• [TEXT EXCERPT]
___

Before this commit the Python Disassembler API allowed the user to do
two things:
- They could intercept instruction disassembly requests and return a
string of their choosing, this string then became the disassembled
instruction, or
- They could call builtin_disassemble, which would call back into
libopcode to perform the disassembly. As libopcode printed the
instruction GDB would collect these print requests and build a
string. This string was then returned from the builtin_disassemble
call, and the user could modify or extend this string as needed.
Neither of these approaches allowed for, or preserved, disassembler
styling, which is now available within libopcodes for many of the more
popular architectures GDB supports.
This commit aims to fill this gap. After this commit a user will be
able to do the following things:
- Implement a custom instruction disassembler entirely in Python
without calling back into libopcodes, the custom disassembler will
be able to return styling information such that GDB will display
the instruction fully styled. All of GDB's existing style
settings will affect how instructions coming from the Python
disassembler are displayed in the expected manner.

___

• [ENTRIES]
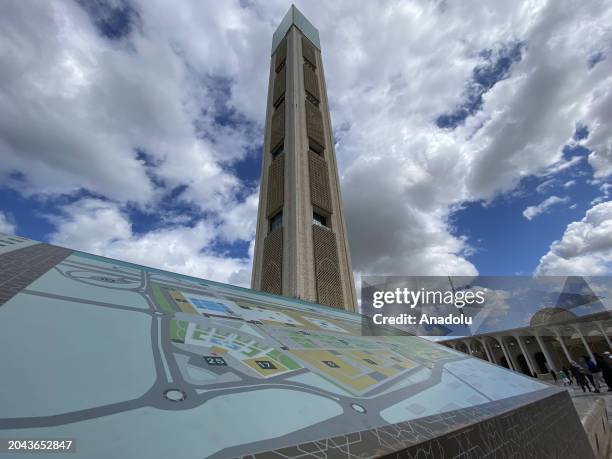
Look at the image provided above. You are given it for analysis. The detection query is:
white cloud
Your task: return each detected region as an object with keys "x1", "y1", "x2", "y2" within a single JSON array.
[
  {"x1": 0, "y1": 0, "x2": 612, "y2": 277},
  {"x1": 0, "y1": 211, "x2": 17, "y2": 234},
  {"x1": 523, "y1": 196, "x2": 569, "y2": 220},
  {"x1": 50, "y1": 199, "x2": 252, "y2": 286},
  {"x1": 536, "y1": 201, "x2": 612, "y2": 276}
]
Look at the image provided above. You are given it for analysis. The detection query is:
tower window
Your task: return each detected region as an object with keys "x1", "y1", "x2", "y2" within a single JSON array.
[
  {"x1": 272, "y1": 144, "x2": 284, "y2": 159},
  {"x1": 312, "y1": 212, "x2": 329, "y2": 228},
  {"x1": 270, "y1": 210, "x2": 283, "y2": 232}
]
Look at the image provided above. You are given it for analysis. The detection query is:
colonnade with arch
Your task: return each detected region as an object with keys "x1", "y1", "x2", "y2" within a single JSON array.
[{"x1": 442, "y1": 320, "x2": 612, "y2": 376}]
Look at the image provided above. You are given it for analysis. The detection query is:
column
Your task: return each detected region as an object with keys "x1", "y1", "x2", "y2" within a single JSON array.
[
  {"x1": 595, "y1": 322, "x2": 612, "y2": 351},
  {"x1": 514, "y1": 335, "x2": 537, "y2": 376},
  {"x1": 501, "y1": 338, "x2": 521, "y2": 373},
  {"x1": 533, "y1": 333, "x2": 559, "y2": 371},
  {"x1": 554, "y1": 328, "x2": 572, "y2": 363},
  {"x1": 478, "y1": 339, "x2": 495, "y2": 363},
  {"x1": 574, "y1": 325, "x2": 595, "y2": 362},
  {"x1": 496, "y1": 336, "x2": 514, "y2": 370}
]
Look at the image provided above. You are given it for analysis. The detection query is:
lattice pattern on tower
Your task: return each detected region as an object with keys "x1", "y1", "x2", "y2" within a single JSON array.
[
  {"x1": 312, "y1": 225, "x2": 344, "y2": 308},
  {"x1": 261, "y1": 228, "x2": 283, "y2": 295},
  {"x1": 305, "y1": 100, "x2": 325, "y2": 151},
  {"x1": 304, "y1": 64, "x2": 321, "y2": 101},
  {"x1": 266, "y1": 153, "x2": 285, "y2": 217},
  {"x1": 270, "y1": 102, "x2": 285, "y2": 151},
  {"x1": 272, "y1": 67, "x2": 287, "y2": 106},
  {"x1": 308, "y1": 151, "x2": 332, "y2": 213},
  {"x1": 274, "y1": 38, "x2": 287, "y2": 72},
  {"x1": 302, "y1": 37, "x2": 317, "y2": 67}
]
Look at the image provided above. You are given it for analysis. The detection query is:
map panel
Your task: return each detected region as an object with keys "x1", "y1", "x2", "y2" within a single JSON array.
[{"x1": 0, "y1": 234, "x2": 584, "y2": 458}]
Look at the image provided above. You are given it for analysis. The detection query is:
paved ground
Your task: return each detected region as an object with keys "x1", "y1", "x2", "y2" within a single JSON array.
[{"x1": 568, "y1": 386, "x2": 612, "y2": 459}]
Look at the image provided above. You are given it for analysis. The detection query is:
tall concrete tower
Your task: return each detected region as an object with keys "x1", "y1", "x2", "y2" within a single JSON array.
[{"x1": 251, "y1": 5, "x2": 357, "y2": 311}]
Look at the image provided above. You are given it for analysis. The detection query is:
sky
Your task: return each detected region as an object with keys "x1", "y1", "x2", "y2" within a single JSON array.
[{"x1": 0, "y1": 0, "x2": 612, "y2": 292}]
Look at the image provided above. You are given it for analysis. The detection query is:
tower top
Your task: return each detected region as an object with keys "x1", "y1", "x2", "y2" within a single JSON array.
[{"x1": 272, "y1": 4, "x2": 321, "y2": 54}]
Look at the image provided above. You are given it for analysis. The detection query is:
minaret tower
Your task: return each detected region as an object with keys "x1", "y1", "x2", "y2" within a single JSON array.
[{"x1": 251, "y1": 5, "x2": 357, "y2": 311}]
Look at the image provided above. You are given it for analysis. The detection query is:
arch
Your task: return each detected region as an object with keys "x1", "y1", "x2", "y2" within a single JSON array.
[
  {"x1": 455, "y1": 341, "x2": 468, "y2": 354},
  {"x1": 533, "y1": 351, "x2": 548, "y2": 373},
  {"x1": 470, "y1": 338, "x2": 487, "y2": 360}
]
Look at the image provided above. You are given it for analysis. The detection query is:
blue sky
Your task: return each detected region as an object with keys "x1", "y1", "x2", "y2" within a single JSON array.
[{"x1": 0, "y1": 0, "x2": 612, "y2": 285}]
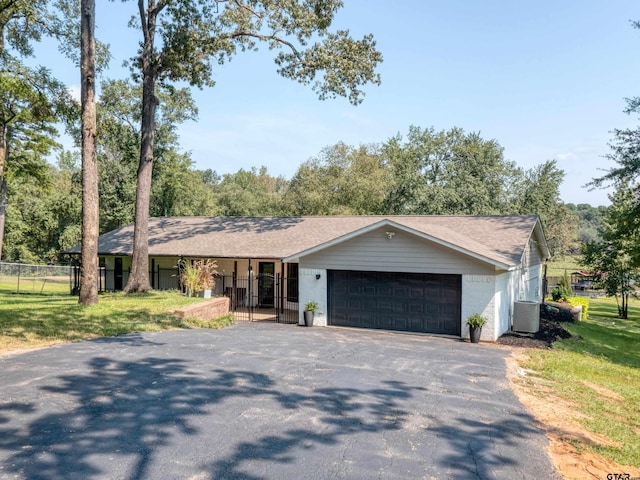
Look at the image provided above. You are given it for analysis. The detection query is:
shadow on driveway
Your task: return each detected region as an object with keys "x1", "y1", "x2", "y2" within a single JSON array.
[{"x1": 0, "y1": 324, "x2": 560, "y2": 480}]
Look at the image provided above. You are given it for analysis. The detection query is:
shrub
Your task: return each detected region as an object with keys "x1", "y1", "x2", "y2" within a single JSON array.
[{"x1": 567, "y1": 297, "x2": 589, "y2": 320}]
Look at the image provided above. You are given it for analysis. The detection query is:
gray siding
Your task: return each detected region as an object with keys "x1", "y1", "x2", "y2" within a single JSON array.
[{"x1": 300, "y1": 227, "x2": 495, "y2": 275}]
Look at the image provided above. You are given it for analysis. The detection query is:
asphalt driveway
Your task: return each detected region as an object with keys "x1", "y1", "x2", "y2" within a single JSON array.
[{"x1": 0, "y1": 323, "x2": 559, "y2": 479}]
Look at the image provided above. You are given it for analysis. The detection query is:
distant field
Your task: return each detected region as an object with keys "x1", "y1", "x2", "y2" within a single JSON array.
[{"x1": 547, "y1": 255, "x2": 585, "y2": 277}]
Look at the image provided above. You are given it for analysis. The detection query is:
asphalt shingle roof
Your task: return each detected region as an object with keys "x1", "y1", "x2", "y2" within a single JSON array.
[{"x1": 74, "y1": 215, "x2": 538, "y2": 265}]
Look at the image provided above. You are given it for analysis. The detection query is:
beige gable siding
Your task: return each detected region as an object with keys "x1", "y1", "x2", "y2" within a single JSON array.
[
  {"x1": 300, "y1": 227, "x2": 495, "y2": 275},
  {"x1": 524, "y1": 238, "x2": 543, "y2": 267}
]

___

• [WORK TO COMPLETE]
1 – In the commit message, what is now available within libopcodes for many of the more popular architectures GDB supports?
2 – Repeat the stretch of the commit message from "Neither of these" through "architectures GDB supports.".
3 – Summarize the commit message in two sentences.

• [SOLUTIONS BY TASK]
1 – Disassembler styling.

2 –
Neither of these approaches allowed for, or preserved, disassembler
styling, which is now available within libopcodes for many of the more
popular architectures GDB supports.

3 – Before this commit, the Python Disassembler API let users either return a string of their choosing as the disassembled instruction or call builtin_disassemble to get a string built from libopcode's output and modify it, but neither approach allowed for or preserved disassembler styling. The commit lets users implement a custom instruction disassembler entirely in Python that returns styling information, so GDB displays the instruction fully styled and applies its existing style settings as expected.